Written exercise:
Copy the items below word for word, leaving out the pictures.

Provided data:
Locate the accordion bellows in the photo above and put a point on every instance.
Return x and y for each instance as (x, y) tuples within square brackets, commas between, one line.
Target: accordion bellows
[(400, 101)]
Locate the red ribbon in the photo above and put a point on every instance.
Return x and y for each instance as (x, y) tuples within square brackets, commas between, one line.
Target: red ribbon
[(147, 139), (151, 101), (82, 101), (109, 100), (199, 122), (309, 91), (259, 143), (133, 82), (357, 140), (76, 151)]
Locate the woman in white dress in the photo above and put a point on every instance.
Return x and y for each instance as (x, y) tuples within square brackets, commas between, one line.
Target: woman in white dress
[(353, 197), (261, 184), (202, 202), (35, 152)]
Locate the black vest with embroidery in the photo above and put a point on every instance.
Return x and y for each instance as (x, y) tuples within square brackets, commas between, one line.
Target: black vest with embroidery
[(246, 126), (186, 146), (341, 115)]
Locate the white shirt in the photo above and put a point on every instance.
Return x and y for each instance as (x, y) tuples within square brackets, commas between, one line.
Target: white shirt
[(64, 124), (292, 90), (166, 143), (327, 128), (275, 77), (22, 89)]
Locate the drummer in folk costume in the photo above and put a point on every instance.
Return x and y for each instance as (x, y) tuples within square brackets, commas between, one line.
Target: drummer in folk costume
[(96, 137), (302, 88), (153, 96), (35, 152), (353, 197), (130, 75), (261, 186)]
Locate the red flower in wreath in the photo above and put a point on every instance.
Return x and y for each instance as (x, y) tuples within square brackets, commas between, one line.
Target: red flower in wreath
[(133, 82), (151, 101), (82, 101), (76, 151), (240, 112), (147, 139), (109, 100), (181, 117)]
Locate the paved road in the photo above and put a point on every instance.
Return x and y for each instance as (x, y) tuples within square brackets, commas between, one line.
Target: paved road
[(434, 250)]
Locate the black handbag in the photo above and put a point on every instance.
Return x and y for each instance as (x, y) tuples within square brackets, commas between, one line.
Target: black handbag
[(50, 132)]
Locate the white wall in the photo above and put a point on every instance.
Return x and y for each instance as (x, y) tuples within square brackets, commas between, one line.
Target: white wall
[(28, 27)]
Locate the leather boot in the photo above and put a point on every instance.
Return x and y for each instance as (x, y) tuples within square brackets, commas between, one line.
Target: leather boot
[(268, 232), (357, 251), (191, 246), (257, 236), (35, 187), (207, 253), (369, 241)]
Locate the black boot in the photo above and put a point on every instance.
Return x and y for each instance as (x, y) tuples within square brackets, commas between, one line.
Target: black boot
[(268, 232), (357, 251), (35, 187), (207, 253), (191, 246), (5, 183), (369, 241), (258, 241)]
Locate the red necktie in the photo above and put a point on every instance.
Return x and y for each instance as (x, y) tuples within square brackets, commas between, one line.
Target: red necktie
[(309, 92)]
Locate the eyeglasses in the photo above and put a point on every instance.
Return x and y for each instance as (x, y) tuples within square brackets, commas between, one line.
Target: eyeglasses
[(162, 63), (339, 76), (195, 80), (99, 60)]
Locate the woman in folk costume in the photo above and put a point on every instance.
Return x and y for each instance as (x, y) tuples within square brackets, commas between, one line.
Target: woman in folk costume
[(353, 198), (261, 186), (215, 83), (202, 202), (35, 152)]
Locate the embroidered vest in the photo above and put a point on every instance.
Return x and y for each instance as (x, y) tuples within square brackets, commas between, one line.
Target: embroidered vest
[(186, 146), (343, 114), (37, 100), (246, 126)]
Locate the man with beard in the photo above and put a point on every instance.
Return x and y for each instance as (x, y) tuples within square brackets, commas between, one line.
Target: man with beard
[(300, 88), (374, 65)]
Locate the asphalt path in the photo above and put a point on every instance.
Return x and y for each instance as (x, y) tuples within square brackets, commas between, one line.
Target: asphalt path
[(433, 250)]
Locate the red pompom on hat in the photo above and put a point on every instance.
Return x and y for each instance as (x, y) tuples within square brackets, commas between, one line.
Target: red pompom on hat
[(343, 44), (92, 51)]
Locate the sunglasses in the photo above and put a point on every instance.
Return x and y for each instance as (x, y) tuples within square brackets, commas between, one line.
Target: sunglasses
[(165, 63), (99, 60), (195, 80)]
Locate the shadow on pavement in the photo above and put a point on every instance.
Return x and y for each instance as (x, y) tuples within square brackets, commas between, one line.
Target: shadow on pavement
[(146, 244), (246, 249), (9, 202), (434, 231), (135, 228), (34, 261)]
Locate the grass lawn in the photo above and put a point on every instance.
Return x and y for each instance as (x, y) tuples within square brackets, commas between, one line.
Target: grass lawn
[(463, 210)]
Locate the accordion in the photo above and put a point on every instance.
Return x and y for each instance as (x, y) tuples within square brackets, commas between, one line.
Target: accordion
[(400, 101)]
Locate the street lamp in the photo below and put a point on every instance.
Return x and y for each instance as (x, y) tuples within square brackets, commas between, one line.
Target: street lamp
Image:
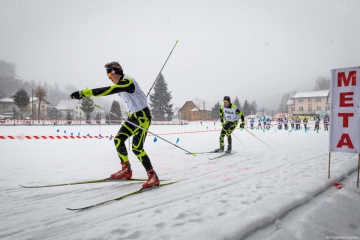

Exercise result:
Locate the accordion bellows in the photo above and put a point on every instance.
Return x and y for each instance as (x, y) tuples within square brackets, commas between, one line.
Target: accordion bellows
[(400, 101)]
Locate the red ribbon in the photo above and put a point on every instance.
Return x and y for each instance as (x, y) tuples within square brackets, commas between, one line.
Target: red ribbon
[(147, 139), (151, 101), (82, 101), (109, 100), (199, 122), (309, 91), (259, 143), (133, 82), (357, 140), (76, 151)]
Locate the woman in white dress in the photo above and put a point on every instance.
Return x and y for each instance as (x, y) tuples within square brackets, commas between, one line.
Target: woman in white dress
[(353, 197), (261, 184), (202, 202), (35, 152)]
Locate the black vest with embroidery in the photo above and put a point on every instance.
Return x and y for each instance as (x, y) tuples within square brackets, commas between, one line.
Target: black vest with embroidery
[(246, 126), (186, 146), (341, 115)]
Locate the white shirt in the photo above and put a point on every instance.
Return x and y for each instance as (x, y) tuples within square brackets, commas between, one line.
Target: white shirt
[(64, 124), (292, 90), (166, 143), (327, 128), (275, 77), (22, 89)]
Locate the drummer in folk costume in the photo above and put a point on every instance.
Return x and y for each instance as (x, y) tuples within square brackets, commas between, one line.
Target: drummer in folk costume
[(96, 137), (302, 88), (153, 96), (35, 152), (353, 197), (130, 75), (261, 186)]
Locate the red flower in wreath in the photo above and put a point on every instance.
Return x and y for each instance as (x, y) tuples within square brackets, commas between, one line.
Target: red flower in wreath
[(133, 82), (151, 101), (82, 101), (76, 151), (240, 112), (147, 139), (109, 100), (181, 117)]
Locate the paved road in the photo above and put a point on every instance.
Return x and y for each instance as (x, y) tuples within square brackets, commas between, one line.
Target: paved road
[(434, 250)]
Locate the black handbag in the photo above and put a point on every instance.
Return x and y for each instance as (x, y) tuples within square brackets, commas between, one line.
Target: black handbag
[(50, 132)]
Locate the white wall in the photo above and put a point on every instance.
Return x and y for each instance as (x, y) tuples within square brackets, commas between, one line.
Target: white wall
[(28, 27)]
Locate the leather boot in the photo above and put a point on every instance.
Return x and y for each instance as (x, y) tuples within square brackets, commas between, one line.
Target: leather boot
[(268, 232), (357, 251), (191, 246), (257, 236), (35, 187), (207, 253), (369, 241)]
Locate the black boot in the photo above and put a point on every instance.
Return x and y for each instance as (x, y) tuples within square brackets, commas between, one line.
Target: black boot
[(268, 232), (357, 251), (35, 187), (207, 253), (191, 246), (5, 183), (369, 241), (258, 241)]
Locate the red necktie in the photo above and put a point on every instance.
Return x and y for each instance as (x, y) tuples within square brackets, commas between, one line.
Target: red necktie
[(309, 92)]
Locate the eyeglasses in the photo above and put a point on every instance.
Return x and y for each instance as (x, y) tuples within square brackets, commas between, one line.
Target: eyeglasses
[(162, 63), (339, 76), (195, 80), (99, 60)]
Locate the woman in folk costume in the photo above and put a point on every instance.
Return x and y for each instance as (x, y) tuples within square brackets, commas between, one line.
Target: woman in folk costume
[(353, 198), (261, 186), (215, 83), (202, 202), (35, 152)]
Locate the embroidered vest in the photo above and put a point on every instance.
Return x and y for each instance as (x, y) tuples within square brackets, commas between, one line.
Target: embroidered vest
[(186, 146), (343, 114), (37, 100), (246, 126)]
Locate the man with beard in the photo above and put a point on every instance.
Return x and y for each instance as (x, y) tuples within square brackets, commas between, one line.
Target: man with beard
[(300, 88), (374, 65)]
Locate the asphalt path in the photo above and put a point on every instance.
Return x and y for each instance as (x, y) tuples within square brackets, commas between, one line.
Target: asphalt path
[(433, 250)]
Locate the red pompom on hat in the photo above and put a point on every instance.
Return x and y for each instance as (x, y) tuples within square brackets, commas between, one line.
Target: red pompom on hat
[(343, 44), (92, 51)]
Locate the sunglasses in the photo above and put a point on every instance.
Return x and y for each instance as (x, y) tuples within square brackets, commas between, one line.
Target: sunglasses
[(165, 63), (99, 60), (195, 80)]
Locate the shadow on pavement in the photo above and put a point on every instance.
Return x and y for each instance as (x, y) tuples within square brackets, commas between, one line.
Target: shadow on pavement
[(146, 244), (246, 249), (9, 202), (434, 231), (135, 228), (34, 261)]
Locate the grass lawn in the photo above and put a point on every instance.
Return x and y for each instance as (x, y) tuples within square brackets, commas between, one line.
Target: grass lawn
[(463, 210)]
Locate the accordion in the photo above and put a point on every instance.
Return x and y for each instance as (x, y) tuples within square brackets, commas between, one line.
Target: accordion
[(400, 101)]
Locate the street lamp in the photo below and put a point on every instance.
Return x and y for each instance as (x, y) tuples within square brackets, commas between, one line.
Target: street lamp
Image:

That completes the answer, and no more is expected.